## Estratto
**********

Alla fine dell’800, l’Impero Britannico occupava all’incirca 30 milioni di chilometri quadrati e comandava su un quarto della popolazione mondiale. L’inglese, essendo presente in tutti i continenti, si affiancava e sovrapponeva a tutte le varie lingue locali, come l’indiano, l’olandese e il francese. All’epoca, questa babele non solo rappresentava un ostacolo comunicativo, ma era anche una metafora delle continue guerre coloniali e di indipendenza che dilaniavano il mondo. Molti pensavano che ci fosse bisogno di una lingua sovranazionale e pacifica che annullasse tutte queste differenze, e l’esperanto – nei sogni del suo creatore – doveva esserlo.

**********

(Dati estratti da una raccolta)

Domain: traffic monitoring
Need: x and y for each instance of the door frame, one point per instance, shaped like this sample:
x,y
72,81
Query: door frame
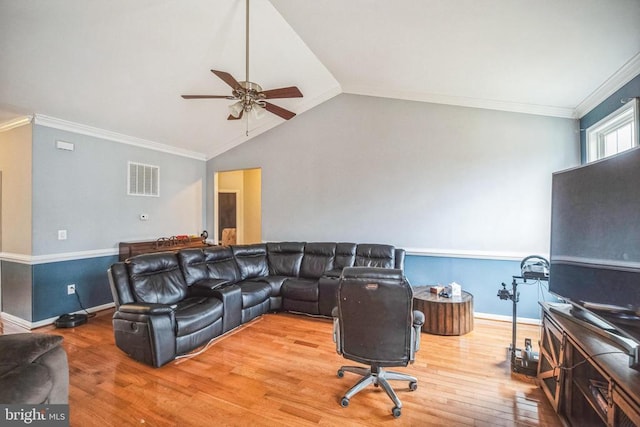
x,y
239,215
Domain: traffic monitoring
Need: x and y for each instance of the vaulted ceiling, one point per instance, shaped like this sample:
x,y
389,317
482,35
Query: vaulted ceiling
x,y
121,66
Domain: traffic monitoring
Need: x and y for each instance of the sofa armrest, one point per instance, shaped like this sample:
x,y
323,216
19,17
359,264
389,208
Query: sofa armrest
x,y
148,309
18,349
205,288
333,274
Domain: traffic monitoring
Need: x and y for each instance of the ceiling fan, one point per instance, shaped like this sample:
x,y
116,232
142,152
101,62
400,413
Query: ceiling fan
x,y
249,96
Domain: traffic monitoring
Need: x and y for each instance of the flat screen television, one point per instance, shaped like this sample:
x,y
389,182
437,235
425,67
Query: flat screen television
x,y
595,242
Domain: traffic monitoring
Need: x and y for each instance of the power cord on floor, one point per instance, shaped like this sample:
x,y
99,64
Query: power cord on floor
x,y
89,315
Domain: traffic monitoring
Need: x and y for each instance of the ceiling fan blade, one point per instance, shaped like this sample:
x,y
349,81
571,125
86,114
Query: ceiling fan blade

**********

## Obiettivo 1
Riporta tutte le lingue nominate nell'estratto sull'esperanto.
## Obiettivo 2
Prosegui l'estratto sull'esperanto a partire dalla sua ultima frase.

## Risposta attesa 1
Inglese, indiano, olandese, francese, esperanto.

## Risposta attesa 2
La nascita dell’esperanto

Le lingue artificiali non sono così rare: l’elfico del “Signore degli Anelli”, il klingon di “Star Trek”, il dothraki del “Trono di Spade”, l’aklo di Lovecraft, l’enochiano di Kelly e la lingua puffa sono solo alcuni degli idiomi costruiti più famosi. Se la maggior parte delle lingue artificiali appartengono a opere di finzione e non possono essere usate per trattative commerciali o simili – a meno che non siano tutti grandi appassionati dei libri di Tolkien – l’esperanto nasce invece col preciso intento di essere parlato nel mondo reale.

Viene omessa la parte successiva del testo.